===== EXCERPT PROVIDED =====

I apply smiles and waves, and if they don’t work then, as with everything else in life, I liberally apply the phrase ‘Jog on, Doris.’

At the first of my first five such a lovely helpful family indicated that they would do the work and I could just go through (a free ride in effect) – at which point they all jumped on their boat and motored over the horizon leaving me holding the Cardinal on the “wrong side of the canal” and the bridge up and open wide… Just to give me an extra laugh, and I did laugh about it, once I’d got the Cardinal through and his stern edged back and tied off and was about to lower the bridge a hire-boat came out of nowhere at (canal-)high speed and sped right through. Not a by-your-leave, a thank you or even any eye-contact! As they hoofed off up the canal I heard someone aboard say ‘Oh, he’ll close it…’

At the second I edged the bow up to the hominid-bollard and leapt off Tarzan-style with a rope between my teeth – to be met by a very nice workman chap who had been eating his lunch in his van nearby and offered to wind the bridge up and down for me. He then met me on the other side (other side of the bridge, not the afterlife) to return my windlass. Ta very muchly, sir!

=====

WHAT YOU WILL DO:
Reproduce verbatim the portion of the canal account that begins with "At the second" and ends with "very muchly, sir!".

===== RECORD LIST =====

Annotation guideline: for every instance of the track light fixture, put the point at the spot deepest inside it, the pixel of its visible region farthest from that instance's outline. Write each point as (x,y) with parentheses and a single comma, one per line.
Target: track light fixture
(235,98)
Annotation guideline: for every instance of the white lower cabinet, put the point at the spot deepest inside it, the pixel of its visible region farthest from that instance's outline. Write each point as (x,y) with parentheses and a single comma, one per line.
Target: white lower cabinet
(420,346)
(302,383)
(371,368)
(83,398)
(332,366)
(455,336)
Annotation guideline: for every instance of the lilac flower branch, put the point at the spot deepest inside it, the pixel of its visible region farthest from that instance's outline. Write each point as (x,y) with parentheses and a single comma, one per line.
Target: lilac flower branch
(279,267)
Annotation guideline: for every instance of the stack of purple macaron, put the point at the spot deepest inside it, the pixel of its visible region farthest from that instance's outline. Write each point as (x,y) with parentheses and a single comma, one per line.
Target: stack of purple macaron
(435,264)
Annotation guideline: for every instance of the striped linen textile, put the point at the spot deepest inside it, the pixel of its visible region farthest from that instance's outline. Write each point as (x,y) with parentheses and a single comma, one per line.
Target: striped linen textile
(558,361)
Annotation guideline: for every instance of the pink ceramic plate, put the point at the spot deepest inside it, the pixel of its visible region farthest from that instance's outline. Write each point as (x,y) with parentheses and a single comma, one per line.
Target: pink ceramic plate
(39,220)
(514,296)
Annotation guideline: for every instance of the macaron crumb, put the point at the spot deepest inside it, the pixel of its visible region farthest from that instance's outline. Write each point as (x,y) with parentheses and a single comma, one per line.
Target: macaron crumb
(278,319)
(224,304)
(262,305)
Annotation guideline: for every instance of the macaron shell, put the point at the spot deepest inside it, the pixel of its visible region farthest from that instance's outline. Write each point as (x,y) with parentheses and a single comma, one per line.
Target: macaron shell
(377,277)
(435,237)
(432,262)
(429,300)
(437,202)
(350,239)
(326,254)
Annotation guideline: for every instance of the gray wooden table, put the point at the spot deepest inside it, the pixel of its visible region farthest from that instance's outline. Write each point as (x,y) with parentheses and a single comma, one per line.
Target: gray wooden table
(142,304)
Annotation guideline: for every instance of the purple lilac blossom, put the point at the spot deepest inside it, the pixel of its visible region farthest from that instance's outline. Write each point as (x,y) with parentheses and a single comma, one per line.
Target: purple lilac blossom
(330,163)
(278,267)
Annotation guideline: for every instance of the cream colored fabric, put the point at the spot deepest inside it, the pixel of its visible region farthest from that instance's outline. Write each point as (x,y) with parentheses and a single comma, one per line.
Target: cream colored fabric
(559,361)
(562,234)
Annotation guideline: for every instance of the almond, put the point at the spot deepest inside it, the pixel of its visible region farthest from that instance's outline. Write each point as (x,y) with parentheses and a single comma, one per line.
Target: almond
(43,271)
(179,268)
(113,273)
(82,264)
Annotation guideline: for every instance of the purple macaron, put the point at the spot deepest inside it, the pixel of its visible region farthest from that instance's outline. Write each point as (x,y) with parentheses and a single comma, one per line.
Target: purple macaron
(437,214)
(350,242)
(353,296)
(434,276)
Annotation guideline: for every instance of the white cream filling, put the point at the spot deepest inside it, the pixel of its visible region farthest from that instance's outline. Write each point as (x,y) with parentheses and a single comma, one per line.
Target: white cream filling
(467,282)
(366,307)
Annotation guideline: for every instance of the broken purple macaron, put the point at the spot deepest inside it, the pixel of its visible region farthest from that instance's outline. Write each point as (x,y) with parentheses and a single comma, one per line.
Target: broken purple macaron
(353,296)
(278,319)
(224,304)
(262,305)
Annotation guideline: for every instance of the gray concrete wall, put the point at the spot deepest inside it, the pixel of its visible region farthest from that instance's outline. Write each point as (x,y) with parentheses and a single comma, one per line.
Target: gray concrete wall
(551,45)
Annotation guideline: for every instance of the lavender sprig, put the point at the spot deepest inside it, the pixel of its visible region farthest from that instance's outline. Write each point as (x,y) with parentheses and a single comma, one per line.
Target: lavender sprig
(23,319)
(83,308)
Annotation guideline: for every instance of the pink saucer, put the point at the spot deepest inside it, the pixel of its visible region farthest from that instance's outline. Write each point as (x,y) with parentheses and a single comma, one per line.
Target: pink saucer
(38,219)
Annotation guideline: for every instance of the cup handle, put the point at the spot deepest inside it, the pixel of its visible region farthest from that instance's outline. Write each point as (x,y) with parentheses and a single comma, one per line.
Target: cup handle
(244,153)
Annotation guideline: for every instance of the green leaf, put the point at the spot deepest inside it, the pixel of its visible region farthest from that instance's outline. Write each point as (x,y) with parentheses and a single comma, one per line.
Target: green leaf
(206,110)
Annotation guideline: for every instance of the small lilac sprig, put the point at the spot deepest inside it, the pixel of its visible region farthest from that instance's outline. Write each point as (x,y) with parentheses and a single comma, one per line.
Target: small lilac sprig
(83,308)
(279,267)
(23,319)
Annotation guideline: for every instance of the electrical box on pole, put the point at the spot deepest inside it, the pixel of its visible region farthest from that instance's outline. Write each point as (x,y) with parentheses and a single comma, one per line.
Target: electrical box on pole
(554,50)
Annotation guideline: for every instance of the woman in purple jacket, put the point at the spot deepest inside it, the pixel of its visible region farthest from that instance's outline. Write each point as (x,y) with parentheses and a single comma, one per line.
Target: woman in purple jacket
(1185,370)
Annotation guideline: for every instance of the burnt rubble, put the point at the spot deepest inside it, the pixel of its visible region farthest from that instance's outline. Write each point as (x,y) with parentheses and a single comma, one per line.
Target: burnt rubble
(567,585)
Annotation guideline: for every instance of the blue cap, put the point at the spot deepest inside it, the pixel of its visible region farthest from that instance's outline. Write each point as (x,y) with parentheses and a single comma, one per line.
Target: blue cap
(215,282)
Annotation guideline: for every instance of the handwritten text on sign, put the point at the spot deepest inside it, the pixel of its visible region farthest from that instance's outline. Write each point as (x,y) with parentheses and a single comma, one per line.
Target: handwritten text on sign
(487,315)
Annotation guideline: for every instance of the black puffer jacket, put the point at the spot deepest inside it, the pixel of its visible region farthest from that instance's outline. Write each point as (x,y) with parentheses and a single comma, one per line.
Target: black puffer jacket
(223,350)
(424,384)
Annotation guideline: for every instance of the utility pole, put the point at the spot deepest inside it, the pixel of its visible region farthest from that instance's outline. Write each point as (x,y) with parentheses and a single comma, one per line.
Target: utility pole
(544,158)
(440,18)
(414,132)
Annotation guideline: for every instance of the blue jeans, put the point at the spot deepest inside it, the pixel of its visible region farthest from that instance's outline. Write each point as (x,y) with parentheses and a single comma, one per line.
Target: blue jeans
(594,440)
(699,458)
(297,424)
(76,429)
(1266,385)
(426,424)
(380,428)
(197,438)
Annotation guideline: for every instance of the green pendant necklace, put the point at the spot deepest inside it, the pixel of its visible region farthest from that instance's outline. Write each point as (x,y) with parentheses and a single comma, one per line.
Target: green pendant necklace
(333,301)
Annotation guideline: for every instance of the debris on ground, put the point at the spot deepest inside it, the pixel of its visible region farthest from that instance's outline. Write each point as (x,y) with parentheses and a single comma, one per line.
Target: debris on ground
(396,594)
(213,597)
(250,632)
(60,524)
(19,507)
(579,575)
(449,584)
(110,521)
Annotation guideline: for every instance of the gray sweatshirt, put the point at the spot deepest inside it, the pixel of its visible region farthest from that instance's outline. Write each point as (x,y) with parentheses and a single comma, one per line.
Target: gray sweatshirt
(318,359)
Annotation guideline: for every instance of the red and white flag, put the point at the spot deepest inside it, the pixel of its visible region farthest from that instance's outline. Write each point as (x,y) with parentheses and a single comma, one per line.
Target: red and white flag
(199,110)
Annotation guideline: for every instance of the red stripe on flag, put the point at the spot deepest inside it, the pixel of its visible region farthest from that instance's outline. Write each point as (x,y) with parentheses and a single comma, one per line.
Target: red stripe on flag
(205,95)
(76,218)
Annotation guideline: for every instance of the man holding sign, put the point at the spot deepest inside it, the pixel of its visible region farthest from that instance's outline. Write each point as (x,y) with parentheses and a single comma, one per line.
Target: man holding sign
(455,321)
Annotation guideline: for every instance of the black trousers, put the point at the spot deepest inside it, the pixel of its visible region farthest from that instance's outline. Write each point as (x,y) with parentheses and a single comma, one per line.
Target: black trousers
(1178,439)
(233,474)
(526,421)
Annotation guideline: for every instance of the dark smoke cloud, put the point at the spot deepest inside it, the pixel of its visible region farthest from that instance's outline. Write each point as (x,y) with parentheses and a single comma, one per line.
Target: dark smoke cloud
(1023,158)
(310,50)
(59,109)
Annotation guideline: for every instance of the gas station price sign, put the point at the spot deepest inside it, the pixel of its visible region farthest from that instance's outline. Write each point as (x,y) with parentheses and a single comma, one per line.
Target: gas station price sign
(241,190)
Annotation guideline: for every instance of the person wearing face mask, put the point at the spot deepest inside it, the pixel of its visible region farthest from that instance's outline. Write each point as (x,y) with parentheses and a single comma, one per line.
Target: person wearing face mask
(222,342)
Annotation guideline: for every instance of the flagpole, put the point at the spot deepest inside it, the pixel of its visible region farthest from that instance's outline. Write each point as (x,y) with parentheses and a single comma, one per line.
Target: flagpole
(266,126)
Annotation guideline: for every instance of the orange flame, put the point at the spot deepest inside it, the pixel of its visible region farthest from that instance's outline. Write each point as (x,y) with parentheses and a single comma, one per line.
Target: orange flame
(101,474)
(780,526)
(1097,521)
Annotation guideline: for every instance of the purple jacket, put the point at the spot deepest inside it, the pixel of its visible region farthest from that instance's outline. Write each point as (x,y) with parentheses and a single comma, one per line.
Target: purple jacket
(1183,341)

=====

THE REPLY:
At the second I edged the bow up to the hominid-bollard and leapt off Tarzan-style with a rope between my teeth – to be met by a very nice workman chap who had been eating his lunch in his van nearby and offered to wind the bridge up and down for me. He then met me on the other side (other side of the bridge, not the afterlife) to return my windlass. Ta very muchly, sir!